The expected output is each line below containing "trace", copied in full.

(Beginning of Records to use)

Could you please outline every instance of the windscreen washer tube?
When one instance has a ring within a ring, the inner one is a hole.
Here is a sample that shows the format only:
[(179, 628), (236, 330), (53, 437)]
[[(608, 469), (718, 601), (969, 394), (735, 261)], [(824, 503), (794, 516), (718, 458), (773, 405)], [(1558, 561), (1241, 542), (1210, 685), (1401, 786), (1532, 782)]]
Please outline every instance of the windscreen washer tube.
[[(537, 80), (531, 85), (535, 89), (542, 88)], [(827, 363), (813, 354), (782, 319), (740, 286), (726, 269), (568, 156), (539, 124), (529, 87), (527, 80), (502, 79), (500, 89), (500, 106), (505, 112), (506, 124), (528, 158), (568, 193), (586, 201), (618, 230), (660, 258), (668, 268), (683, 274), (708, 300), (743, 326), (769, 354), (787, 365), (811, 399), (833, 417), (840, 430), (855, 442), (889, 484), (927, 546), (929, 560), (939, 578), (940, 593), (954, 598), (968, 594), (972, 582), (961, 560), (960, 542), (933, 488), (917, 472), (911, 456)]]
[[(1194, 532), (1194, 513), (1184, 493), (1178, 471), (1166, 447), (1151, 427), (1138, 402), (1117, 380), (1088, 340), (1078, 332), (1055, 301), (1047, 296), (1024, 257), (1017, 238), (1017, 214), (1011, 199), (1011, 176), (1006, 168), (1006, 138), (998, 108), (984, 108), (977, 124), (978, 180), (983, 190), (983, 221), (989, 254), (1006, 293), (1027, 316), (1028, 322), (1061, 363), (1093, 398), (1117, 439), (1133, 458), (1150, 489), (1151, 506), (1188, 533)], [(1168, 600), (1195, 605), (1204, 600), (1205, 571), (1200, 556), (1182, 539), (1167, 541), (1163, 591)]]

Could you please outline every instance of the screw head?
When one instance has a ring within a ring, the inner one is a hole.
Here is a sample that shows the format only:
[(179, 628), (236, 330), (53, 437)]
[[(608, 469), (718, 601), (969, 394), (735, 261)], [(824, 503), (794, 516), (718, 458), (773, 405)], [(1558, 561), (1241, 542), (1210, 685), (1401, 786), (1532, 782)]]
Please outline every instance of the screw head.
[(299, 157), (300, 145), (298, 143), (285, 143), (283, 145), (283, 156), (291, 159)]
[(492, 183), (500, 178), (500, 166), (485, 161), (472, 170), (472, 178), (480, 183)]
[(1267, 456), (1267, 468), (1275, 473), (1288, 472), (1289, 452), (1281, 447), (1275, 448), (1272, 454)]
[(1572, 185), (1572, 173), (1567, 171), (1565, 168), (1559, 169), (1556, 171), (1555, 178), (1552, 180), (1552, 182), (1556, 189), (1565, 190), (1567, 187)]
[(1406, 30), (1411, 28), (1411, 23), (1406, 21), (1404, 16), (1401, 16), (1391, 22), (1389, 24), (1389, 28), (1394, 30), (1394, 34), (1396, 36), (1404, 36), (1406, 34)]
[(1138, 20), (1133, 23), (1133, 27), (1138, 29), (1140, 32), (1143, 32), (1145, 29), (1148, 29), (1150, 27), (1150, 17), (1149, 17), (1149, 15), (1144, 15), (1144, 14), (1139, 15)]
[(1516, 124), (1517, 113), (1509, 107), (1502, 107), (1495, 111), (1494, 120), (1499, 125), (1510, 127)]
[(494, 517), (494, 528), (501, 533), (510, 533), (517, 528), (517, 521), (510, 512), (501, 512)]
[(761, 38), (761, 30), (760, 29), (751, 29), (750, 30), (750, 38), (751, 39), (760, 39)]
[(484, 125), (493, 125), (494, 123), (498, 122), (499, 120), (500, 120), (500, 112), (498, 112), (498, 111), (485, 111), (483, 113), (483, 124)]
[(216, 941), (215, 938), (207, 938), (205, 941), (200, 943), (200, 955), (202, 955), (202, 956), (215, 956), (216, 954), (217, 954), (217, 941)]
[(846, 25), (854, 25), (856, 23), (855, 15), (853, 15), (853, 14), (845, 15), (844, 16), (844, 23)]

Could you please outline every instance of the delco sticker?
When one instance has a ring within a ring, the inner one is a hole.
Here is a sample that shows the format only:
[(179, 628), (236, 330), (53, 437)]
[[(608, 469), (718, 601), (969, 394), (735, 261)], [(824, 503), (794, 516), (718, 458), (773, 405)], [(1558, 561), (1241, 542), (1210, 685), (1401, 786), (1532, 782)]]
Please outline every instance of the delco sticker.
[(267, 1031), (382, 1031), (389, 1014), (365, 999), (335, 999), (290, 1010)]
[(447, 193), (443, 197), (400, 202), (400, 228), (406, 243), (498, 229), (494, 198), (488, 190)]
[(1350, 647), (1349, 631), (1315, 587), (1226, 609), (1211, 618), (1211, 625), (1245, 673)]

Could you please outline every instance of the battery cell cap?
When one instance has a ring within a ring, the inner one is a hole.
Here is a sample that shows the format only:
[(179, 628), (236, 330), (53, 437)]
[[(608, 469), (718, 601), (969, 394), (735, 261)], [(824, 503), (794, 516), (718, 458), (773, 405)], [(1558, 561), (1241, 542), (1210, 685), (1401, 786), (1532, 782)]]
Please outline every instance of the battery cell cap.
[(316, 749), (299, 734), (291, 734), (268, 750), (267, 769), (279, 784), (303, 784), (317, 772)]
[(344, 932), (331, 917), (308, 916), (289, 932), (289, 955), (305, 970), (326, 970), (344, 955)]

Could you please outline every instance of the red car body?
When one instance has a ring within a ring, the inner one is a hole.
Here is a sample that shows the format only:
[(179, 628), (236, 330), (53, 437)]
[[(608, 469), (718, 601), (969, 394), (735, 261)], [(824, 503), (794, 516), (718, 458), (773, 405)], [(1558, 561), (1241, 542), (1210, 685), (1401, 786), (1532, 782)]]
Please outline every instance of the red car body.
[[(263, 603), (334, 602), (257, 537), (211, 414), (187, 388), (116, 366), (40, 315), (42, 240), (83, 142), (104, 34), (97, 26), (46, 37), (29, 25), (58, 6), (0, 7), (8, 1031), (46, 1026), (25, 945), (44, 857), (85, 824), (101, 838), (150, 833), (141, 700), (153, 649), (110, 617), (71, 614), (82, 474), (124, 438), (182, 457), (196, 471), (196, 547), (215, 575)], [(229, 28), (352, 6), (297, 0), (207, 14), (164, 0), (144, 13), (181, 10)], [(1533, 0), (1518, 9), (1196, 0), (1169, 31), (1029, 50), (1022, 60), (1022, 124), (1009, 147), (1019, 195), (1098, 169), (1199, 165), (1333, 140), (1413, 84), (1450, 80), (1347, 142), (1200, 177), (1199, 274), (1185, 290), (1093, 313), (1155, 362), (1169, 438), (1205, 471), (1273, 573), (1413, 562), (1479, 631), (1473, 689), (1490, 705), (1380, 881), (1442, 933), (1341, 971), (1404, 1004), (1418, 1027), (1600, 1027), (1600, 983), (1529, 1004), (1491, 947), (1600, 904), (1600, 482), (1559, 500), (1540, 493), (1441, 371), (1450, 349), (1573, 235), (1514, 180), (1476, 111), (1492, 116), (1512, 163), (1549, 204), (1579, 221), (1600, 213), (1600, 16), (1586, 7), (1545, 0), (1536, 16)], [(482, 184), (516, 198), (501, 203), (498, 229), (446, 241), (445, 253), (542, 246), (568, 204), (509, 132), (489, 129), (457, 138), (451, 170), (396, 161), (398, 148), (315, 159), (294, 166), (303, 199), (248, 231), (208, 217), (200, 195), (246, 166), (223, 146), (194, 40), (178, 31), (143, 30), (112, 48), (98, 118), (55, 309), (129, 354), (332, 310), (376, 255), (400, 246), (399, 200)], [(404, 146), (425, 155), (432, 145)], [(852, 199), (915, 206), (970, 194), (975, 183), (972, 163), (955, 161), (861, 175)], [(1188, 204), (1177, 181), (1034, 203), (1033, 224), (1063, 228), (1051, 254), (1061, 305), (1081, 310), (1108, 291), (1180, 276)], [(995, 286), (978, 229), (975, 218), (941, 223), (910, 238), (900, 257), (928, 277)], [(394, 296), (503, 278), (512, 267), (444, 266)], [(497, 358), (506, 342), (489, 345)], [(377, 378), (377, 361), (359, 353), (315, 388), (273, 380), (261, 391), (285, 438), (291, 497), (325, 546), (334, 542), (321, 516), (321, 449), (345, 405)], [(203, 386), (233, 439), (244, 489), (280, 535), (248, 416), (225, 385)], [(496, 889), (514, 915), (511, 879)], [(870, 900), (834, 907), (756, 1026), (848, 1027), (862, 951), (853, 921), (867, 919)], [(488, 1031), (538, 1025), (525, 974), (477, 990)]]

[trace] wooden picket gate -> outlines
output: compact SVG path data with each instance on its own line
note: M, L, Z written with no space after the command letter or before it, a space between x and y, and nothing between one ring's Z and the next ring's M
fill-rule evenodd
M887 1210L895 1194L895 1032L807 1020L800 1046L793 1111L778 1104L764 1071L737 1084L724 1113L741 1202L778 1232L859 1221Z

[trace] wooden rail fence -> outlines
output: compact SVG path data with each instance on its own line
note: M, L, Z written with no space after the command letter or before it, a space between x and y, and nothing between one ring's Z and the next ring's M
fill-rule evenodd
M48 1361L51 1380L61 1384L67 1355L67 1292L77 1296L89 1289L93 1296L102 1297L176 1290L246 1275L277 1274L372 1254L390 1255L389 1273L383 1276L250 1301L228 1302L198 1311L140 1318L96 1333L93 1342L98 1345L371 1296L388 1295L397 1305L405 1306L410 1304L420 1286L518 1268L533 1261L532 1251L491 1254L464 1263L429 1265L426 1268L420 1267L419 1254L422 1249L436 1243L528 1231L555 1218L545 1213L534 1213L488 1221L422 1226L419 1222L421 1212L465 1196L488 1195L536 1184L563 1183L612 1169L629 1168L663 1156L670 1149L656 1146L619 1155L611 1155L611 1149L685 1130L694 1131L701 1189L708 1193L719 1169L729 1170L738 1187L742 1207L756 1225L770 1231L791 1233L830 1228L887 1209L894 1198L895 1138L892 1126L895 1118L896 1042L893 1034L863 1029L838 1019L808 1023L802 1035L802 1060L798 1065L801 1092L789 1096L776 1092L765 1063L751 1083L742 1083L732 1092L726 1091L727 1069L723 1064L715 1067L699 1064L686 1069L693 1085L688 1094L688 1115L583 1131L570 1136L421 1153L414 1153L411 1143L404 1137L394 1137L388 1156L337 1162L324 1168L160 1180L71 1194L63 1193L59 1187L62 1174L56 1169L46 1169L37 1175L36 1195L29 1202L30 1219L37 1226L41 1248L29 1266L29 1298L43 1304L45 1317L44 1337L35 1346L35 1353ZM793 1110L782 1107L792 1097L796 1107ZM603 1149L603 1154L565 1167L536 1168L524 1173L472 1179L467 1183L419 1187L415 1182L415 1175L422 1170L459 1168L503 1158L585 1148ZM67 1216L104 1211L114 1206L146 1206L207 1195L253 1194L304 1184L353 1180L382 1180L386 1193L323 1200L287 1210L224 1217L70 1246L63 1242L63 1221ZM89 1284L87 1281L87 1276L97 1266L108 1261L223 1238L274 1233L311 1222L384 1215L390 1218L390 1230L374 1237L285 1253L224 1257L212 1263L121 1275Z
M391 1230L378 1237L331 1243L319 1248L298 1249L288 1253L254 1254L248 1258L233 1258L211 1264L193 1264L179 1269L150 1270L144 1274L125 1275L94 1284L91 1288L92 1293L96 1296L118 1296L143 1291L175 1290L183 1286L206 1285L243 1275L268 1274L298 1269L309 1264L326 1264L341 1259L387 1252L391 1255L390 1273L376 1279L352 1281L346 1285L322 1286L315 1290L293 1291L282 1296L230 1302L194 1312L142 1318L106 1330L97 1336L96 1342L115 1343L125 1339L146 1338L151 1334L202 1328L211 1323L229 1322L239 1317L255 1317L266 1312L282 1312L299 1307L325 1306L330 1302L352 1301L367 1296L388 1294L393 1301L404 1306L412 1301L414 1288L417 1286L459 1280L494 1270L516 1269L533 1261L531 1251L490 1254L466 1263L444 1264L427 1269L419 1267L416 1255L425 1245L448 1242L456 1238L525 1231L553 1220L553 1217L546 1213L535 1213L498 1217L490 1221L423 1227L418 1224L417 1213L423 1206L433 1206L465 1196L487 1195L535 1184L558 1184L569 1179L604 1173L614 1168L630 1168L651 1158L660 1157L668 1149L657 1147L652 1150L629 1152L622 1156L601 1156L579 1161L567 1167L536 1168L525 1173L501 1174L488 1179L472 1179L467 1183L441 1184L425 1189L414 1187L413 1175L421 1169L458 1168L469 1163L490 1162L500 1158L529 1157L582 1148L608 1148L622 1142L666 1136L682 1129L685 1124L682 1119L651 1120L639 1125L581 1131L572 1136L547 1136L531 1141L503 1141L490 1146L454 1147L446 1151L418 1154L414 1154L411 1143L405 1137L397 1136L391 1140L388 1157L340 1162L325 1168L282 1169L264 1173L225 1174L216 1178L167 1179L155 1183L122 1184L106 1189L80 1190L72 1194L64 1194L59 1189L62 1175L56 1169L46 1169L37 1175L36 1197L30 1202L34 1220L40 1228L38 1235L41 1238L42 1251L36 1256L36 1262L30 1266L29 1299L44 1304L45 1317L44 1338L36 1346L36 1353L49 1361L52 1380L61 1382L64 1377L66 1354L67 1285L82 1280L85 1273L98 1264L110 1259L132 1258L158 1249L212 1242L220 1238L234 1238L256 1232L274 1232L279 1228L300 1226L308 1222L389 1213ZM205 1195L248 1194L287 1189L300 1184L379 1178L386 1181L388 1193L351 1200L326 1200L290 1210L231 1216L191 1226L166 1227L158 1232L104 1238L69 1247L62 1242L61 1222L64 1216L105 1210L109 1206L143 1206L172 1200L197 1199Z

(End of Records to use)

### Final answer
[trace] wooden picket gate -> outlines
[trace] wooden rail fence -> outlines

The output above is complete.